(PROBLEM DESCRIPTION)
Pick out each line in the records below that contains the word "roof", and copy those lines.
:::
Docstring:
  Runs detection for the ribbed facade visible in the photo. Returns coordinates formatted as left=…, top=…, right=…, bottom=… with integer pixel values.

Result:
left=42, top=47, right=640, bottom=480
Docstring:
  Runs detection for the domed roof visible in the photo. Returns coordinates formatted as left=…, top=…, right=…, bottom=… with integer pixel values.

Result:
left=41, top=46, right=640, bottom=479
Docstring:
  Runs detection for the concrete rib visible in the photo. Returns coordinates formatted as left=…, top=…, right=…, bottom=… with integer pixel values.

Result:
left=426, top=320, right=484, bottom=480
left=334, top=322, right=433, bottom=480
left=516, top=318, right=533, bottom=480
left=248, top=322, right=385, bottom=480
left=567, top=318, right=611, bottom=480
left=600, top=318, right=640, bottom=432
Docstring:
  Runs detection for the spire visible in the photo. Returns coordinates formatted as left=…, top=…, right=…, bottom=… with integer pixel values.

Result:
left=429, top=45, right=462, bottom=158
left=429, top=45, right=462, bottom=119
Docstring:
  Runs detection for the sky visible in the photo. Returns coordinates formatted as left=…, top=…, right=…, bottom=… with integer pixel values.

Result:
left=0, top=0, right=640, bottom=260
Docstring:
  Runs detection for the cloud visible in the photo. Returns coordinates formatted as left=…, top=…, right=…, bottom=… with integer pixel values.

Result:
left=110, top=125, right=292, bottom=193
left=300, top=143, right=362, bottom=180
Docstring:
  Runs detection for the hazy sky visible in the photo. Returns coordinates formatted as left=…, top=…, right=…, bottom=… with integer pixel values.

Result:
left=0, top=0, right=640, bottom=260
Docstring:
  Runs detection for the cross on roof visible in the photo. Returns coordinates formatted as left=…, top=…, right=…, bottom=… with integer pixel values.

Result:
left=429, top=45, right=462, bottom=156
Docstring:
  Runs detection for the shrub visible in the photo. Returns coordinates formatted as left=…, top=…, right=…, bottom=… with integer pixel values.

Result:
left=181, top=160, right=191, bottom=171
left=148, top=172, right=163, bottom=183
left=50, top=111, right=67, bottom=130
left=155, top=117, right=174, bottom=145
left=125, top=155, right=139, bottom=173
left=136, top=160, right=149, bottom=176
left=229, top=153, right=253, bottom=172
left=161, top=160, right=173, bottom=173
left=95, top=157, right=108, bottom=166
:::
(THE RESPONSE)
  Runs detection for the domed roof visible in the photo. Returns coordinates formatted as left=…, top=…, right=…, bottom=… with integer pixel values.
  Runs detection for the cross on roof visible in the photo. Returns coordinates formatted as left=…, top=…, right=…, bottom=… with integer pixel values.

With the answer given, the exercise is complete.